Things to do =>
• a. Answer these questions from the interview with Arnaud Legris, one line each, marked (i), (ii), (iii):
(i) What position does Arnaud Legris hold at Arsenale?
(ii) Which fields did the deep-tech ventures he worked on at BCG span?
(iii) What four words make up the DBTL cycle?
• b. Using the interview with Arnaud Legris, explain in one to three sentences why he chose to co-found Arsenale after leaving BCG.
• c. Summarize the interview with Arnaud Legris in two sentences.

Source text =>
--------

What It Takes to Build a Deep-Tech Company

A conversation with Arnaud Legris

Arsenale is building a neo-industrial biomanufacturing company – one that integrates modular infrastructure, advanced sensing, and AI-enabled design to radically transform how biology is deployed at scale.

As Chief Operating Officer, Arnaud Legris is connecting the dots across a complex system, with an evolving role as the company grows.

In this conversation, Arnaud Legris shares insights on:

  • How his experience at BCG Deep Tech and industrial projects shaped his approach

  • What it takes to operationalize a deep-tech company from the ground up

  • Why mastering complexity - not avoiding it - is key to building scalable biomanufacturing

Arnaud, you co-founded Arsenale after leaving BCG, where you were part of its Deep Tech practice. What made you take the leap into building something from the ground up?

At BCG, I had the privilege of working across a range of deep-tech ventures - spanning synthetic biology, AI, quantum. What I saw, again and again, was a paradox: the scientific talent was world-class, but the systems required to scale those technologies industrially simply didn’t exist. The innovation wasn’t being blocked in the lab, – it was being blocked by mindset and structure. People start from a technology which is great in the lab, but are disconnected from the industrial implementation. Worse, by not starting from the underlying problem, their solution becomes just one piece of a larger puzzle – disconnected from the operational context where complexity accumulates, but where real value is captured.

Co-founding Arsenale was an opportunity to move away from the consultant role and return to my engineering roots. I wanted to be part of the growing wave of synthetic biology and actually start building the solution to bring it to scale. It’s a different kind of work. We’re not just solving for performance – we’re building a system that can carry complexity, not strip it away.

You’ve spoken before about the need to build a new Operating System for deep tech. What does that look like at Arsenale?

We use that phrase deliberately. Most companies still try to scale innovation without embracing its complexity - isolated teams unaware of each other’s work and / or missing the big picture, siloed information, long feedback loops. But deep tech operates on a different logic: rapid iteration, convergence of disciplines, continuous learning. That’s the essence of the DBTL cycle - Design, Build, Test, Learn, but company wide. It’s fast, it’s intense, it’s feedback-heavy, and it requires alignment across biology, engineering, data, lab, industrial, operations.

So we’re not just building machines. We’re designing a company that can metabolize complexity. That means flatter structures, real-time and iterative decision loops, deeply integrated teams. It also means being honest about how many different mindsets need to coexist: the builder, the operator, the biologist, the industrial engineer. 

And it humbly means rewiring expectations – not assuming someone else has solved a downstream issue, but actively thinking about the impact of your work on others. Are you generating usable data? Are you building for operability? Are you designing with the right skillsets in mind? That’s the shift.


What’s the role of the COO in a company like this? What have been some of the hardest lessons so far?

--------

Records shown =>
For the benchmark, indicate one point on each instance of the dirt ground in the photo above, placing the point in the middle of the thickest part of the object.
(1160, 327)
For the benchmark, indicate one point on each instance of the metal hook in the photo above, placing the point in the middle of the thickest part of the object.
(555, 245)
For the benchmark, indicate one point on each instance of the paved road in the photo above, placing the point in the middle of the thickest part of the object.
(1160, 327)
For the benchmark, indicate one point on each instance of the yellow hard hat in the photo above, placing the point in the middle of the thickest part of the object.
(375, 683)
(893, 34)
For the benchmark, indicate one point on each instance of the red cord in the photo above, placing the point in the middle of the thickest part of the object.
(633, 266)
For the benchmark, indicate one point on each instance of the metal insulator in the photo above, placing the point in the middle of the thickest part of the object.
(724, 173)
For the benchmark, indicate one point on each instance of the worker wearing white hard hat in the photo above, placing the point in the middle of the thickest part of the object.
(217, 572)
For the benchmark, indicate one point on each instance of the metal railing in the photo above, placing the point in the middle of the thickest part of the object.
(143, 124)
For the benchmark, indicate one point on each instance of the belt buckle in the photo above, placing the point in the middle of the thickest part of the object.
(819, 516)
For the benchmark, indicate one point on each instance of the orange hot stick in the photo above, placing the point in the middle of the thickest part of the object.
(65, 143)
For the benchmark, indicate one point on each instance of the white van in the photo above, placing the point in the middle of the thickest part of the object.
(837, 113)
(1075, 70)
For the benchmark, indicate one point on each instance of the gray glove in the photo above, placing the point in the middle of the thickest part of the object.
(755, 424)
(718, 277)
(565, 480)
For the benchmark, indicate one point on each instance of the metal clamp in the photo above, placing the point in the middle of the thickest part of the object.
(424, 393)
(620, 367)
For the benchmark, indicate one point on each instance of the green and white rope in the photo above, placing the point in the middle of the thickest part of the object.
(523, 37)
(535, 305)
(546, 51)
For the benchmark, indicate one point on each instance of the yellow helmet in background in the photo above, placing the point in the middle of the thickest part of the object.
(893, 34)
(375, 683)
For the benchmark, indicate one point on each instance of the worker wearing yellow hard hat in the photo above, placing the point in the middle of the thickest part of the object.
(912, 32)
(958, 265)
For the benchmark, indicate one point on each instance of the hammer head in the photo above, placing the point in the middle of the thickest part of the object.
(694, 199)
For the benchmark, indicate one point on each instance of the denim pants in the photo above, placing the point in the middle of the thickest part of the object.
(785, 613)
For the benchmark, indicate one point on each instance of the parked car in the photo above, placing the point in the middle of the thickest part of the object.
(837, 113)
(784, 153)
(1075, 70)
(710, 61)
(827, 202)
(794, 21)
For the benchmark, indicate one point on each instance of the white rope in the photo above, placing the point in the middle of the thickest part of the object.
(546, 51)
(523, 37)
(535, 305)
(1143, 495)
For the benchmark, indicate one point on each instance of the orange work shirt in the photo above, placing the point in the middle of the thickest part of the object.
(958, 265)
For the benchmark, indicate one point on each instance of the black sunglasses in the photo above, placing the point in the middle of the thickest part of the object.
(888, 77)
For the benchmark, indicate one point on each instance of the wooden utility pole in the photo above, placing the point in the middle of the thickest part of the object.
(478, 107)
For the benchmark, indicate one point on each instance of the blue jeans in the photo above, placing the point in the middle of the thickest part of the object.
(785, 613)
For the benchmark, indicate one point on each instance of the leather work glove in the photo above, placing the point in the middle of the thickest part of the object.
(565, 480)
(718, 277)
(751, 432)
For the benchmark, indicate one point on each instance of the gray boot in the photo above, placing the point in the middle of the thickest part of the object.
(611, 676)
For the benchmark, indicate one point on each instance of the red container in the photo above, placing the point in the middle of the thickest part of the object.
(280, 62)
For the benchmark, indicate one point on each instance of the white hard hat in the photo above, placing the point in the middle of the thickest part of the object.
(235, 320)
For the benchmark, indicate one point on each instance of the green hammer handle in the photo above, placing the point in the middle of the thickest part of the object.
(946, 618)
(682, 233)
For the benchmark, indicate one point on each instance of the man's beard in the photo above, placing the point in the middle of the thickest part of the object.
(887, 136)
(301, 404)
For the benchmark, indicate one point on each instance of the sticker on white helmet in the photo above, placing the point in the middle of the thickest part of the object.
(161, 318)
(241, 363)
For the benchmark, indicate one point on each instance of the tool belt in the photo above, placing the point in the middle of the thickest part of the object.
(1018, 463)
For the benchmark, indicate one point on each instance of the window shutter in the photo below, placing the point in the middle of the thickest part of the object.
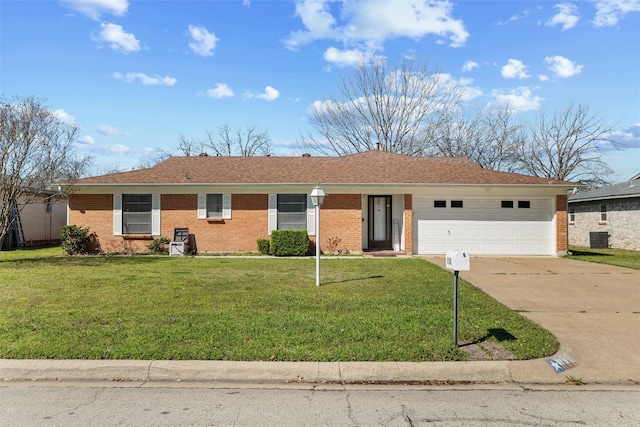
(226, 206)
(273, 212)
(155, 214)
(311, 217)
(202, 206)
(117, 214)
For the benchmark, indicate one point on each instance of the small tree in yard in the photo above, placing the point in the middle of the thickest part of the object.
(35, 151)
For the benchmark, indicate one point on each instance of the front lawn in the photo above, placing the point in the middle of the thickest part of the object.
(259, 308)
(619, 257)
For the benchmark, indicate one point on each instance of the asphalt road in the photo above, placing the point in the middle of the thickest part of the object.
(197, 404)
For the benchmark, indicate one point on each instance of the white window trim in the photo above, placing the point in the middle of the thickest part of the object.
(273, 214)
(226, 206)
(155, 214)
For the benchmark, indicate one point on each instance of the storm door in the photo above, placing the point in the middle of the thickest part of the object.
(380, 222)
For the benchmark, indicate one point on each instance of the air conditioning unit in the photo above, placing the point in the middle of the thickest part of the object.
(177, 248)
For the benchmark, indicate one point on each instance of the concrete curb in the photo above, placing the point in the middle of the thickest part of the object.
(256, 372)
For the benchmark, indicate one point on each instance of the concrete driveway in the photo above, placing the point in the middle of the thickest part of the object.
(593, 310)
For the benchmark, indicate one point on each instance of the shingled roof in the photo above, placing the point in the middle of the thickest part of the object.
(371, 167)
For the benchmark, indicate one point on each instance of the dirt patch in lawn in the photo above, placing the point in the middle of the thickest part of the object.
(487, 350)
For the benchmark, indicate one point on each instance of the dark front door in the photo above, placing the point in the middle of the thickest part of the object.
(380, 222)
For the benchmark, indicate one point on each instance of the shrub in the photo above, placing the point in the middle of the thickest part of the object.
(289, 242)
(158, 245)
(264, 246)
(75, 239)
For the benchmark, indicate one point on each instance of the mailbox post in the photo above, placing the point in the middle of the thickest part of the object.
(456, 261)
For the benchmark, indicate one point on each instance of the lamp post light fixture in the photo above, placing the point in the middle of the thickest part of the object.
(317, 198)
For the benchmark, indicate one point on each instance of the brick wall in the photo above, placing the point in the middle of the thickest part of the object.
(408, 223)
(341, 217)
(249, 222)
(562, 240)
(623, 223)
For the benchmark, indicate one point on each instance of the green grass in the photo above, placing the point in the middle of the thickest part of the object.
(618, 257)
(165, 308)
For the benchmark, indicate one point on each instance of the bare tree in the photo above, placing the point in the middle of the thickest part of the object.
(566, 145)
(249, 141)
(396, 109)
(487, 138)
(35, 151)
(189, 146)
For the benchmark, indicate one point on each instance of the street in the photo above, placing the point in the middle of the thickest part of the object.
(202, 404)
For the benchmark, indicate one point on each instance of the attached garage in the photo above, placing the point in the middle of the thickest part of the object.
(484, 226)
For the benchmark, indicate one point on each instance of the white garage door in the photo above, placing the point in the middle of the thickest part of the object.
(484, 227)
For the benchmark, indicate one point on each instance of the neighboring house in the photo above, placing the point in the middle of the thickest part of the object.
(606, 217)
(375, 201)
(40, 220)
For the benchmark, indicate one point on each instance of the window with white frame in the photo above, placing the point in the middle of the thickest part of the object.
(136, 214)
(214, 206)
(603, 213)
(292, 211)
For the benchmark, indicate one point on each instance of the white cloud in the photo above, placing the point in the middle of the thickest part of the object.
(117, 148)
(469, 66)
(95, 8)
(269, 94)
(517, 100)
(146, 80)
(87, 140)
(367, 24)
(562, 67)
(567, 16)
(628, 137)
(609, 12)
(118, 39)
(344, 58)
(514, 69)
(109, 130)
(220, 91)
(468, 92)
(64, 117)
(202, 41)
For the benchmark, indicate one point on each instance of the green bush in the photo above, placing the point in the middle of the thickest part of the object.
(264, 246)
(289, 242)
(158, 245)
(75, 239)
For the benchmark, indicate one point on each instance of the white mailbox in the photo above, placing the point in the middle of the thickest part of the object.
(457, 261)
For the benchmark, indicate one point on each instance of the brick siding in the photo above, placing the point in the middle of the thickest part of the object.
(623, 223)
(562, 242)
(341, 217)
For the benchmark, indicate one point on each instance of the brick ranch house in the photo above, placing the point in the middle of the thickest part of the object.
(607, 217)
(375, 200)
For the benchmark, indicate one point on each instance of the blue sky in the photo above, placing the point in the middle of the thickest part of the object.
(134, 75)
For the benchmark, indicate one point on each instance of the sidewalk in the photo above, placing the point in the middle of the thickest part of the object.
(593, 309)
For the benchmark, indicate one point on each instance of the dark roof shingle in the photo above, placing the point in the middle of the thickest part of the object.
(371, 167)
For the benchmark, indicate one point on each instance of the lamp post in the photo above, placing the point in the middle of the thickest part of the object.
(317, 198)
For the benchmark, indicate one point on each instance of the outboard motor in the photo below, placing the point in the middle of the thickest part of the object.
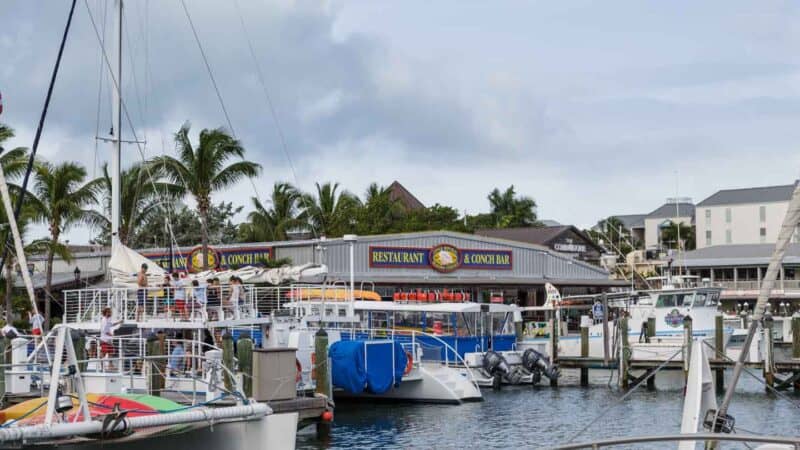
(496, 366)
(537, 363)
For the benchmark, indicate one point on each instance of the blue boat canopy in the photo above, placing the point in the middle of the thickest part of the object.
(373, 366)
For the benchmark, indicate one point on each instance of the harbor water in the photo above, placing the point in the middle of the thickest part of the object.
(541, 416)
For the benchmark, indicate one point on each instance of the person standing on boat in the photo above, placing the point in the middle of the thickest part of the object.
(37, 325)
(141, 295)
(180, 295)
(107, 327)
(199, 299)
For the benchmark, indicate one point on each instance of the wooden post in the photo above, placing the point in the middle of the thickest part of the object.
(796, 335)
(156, 366)
(687, 345)
(554, 330)
(584, 354)
(606, 336)
(625, 350)
(321, 372)
(244, 352)
(719, 347)
(228, 360)
(769, 373)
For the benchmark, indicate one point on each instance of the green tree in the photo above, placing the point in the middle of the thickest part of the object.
(185, 226)
(330, 212)
(272, 224)
(670, 233)
(378, 213)
(14, 162)
(140, 198)
(204, 169)
(510, 210)
(63, 199)
(436, 217)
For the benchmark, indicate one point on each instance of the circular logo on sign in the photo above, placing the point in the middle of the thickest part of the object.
(674, 318)
(196, 259)
(445, 258)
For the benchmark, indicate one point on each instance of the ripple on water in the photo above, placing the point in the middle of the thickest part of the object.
(525, 417)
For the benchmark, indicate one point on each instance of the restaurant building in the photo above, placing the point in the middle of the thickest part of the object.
(435, 262)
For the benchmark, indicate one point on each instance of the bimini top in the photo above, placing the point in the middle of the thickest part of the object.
(465, 307)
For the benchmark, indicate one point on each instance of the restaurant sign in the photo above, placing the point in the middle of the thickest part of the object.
(228, 258)
(443, 258)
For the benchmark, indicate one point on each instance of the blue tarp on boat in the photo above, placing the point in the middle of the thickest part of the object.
(367, 365)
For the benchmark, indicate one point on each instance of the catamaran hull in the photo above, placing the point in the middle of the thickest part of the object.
(275, 431)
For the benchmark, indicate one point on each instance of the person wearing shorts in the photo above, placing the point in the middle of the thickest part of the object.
(107, 327)
(180, 295)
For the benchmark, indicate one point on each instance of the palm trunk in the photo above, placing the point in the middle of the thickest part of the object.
(49, 281)
(9, 289)
(203, 209)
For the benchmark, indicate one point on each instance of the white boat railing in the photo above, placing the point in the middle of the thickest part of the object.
(195, 304)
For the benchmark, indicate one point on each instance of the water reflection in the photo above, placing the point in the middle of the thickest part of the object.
(536, 417)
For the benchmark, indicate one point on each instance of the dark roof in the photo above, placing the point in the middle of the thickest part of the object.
(632, 220)
(398, 192)
(535, 235)
(668, 210)
(738, 254)
(750, 195)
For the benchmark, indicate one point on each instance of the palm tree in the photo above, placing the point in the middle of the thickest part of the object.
(202, 170)
(329, 212)
(509, 210)
(63, 199)
(378, 213)
(14, 162)
(141, 197)
(273, 224)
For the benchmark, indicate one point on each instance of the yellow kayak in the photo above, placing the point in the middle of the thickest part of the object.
(334, 294)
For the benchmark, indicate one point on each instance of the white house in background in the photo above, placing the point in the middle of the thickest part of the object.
(679, 210)
(742, 216)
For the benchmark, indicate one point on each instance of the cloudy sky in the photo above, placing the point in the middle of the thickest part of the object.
(592, 108)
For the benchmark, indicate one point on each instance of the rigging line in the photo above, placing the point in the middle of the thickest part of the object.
(99, 94)
(271, 106)
(40, 127)
(216, 89)
(123, 104)
(621, 399)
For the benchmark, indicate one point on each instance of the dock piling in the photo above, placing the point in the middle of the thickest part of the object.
(719, 347)
(625, 351)
(323, 385)
(769, 373)
(244, 353)
(687, 345)
(554, 330)
(227, 359)
(584, 354)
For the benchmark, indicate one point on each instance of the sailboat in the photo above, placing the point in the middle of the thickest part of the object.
(72, 418)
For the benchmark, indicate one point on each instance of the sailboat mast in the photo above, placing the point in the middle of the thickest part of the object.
(116, 152)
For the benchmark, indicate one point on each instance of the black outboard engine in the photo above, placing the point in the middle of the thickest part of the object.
(538, 364)
(496, 366)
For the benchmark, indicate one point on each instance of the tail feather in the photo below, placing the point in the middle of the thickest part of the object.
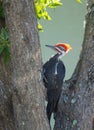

--------

Answers for the tasks =>
• a.
(i) Chief Operating Officer.
(ii) Synthetic biology, AI, and quantum.
(iii) Design, Build, Test, Learn.

• b. Co-founding Arsenale let him leave the consultant role and return to his engineering roots. He wanted to be part of the growing wave of synthetic biology and actually build the solution that would bring it to scale.

• c. Arnaud Legris, Chief Operating Officer of the biomanufacturing company Arsenale, says that at BCG he saw world-class science held back by mindset and structure rather than by the lab, and that this led him to co-found Arsenale and build a system that can carry complexity. He describes a new operating system for deep tech that applies the Design, Build, Test, Learn cycle company-wide, with flatter structures, iterative decision loops, integrated teams, and people who think about how their work affects others.